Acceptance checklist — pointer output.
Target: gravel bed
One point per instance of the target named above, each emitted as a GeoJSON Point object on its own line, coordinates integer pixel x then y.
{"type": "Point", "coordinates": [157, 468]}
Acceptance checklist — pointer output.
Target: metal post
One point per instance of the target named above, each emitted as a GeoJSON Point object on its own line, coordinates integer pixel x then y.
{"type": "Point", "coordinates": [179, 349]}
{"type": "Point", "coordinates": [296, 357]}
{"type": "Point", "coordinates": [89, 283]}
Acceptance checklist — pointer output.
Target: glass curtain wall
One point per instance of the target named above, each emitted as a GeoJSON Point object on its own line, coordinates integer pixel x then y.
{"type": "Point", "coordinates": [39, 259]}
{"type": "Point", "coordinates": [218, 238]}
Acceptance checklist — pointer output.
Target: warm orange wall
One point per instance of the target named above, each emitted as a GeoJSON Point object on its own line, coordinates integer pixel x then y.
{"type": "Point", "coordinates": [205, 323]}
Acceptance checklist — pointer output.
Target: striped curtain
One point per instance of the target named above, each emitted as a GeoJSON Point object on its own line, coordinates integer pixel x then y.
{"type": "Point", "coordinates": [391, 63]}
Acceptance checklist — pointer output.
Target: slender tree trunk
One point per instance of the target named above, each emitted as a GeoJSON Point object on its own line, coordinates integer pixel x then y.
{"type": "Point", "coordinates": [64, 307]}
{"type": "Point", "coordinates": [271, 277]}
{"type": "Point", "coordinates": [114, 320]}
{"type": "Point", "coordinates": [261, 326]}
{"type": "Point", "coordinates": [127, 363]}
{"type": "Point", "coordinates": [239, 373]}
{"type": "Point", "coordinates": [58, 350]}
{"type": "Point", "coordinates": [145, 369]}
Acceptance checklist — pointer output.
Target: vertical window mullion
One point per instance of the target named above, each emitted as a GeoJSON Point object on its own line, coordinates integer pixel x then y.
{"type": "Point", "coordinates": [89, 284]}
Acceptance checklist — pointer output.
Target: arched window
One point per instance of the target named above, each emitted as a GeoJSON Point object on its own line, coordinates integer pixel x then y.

Exercise prompt -> Pull out every line in the rows above that contains the word "curtain", and copy each one in full.

Output for this task ->
Target: glass curtain wall
Target: striped curtain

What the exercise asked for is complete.